▶ EXCERPTED PASSAGE:
** BEGIN **

## Disclamer

This post is giant wall of text and formula. I am not sure it is 100% correct so please read with your caution.

“Friendship and Mobility: User movement in location-based social networks” is an interesting paper which discusses about user movement. I think its intuition is quite clear and trivial but it is (maybe) the first paper which separates the location of users into two clusters named Home and Work. The data analysis of this paper is very nice. After all, the authors proposed a model name Periodic Mobility Model aka PMM to predict the Home and Work location of users. The whole process is follow

1. Firstly, given the time of day, it will define which is the current cluster (i.e. Home or Work) of user.

** END **

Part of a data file

** BEGIN **

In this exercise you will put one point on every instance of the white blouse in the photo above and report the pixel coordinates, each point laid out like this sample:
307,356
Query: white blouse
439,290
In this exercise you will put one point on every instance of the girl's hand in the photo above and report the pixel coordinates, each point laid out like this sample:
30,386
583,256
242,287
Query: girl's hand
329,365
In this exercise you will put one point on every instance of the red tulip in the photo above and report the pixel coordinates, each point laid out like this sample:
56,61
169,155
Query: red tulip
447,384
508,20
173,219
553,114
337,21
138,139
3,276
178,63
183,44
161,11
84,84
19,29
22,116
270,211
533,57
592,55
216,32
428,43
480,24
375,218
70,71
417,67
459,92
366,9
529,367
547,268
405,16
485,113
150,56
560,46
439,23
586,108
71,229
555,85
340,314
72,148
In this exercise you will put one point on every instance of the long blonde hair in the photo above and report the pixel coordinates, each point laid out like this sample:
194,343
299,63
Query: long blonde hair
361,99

** END **

▶ EXERCISE PROMPT:
Answer these questions about the post on the friendship and mobility paper:
(a) What does the disclaimer say the writer is not sure of?
(b) Into which two clusters does the paper separate the location of users?
(c) In the first step of the process, what is used to define the current cluster of the user?

▶ THE ANSWER:
(a) That the post is 100% correct.
(b) Home and Work.
(c) The time of day.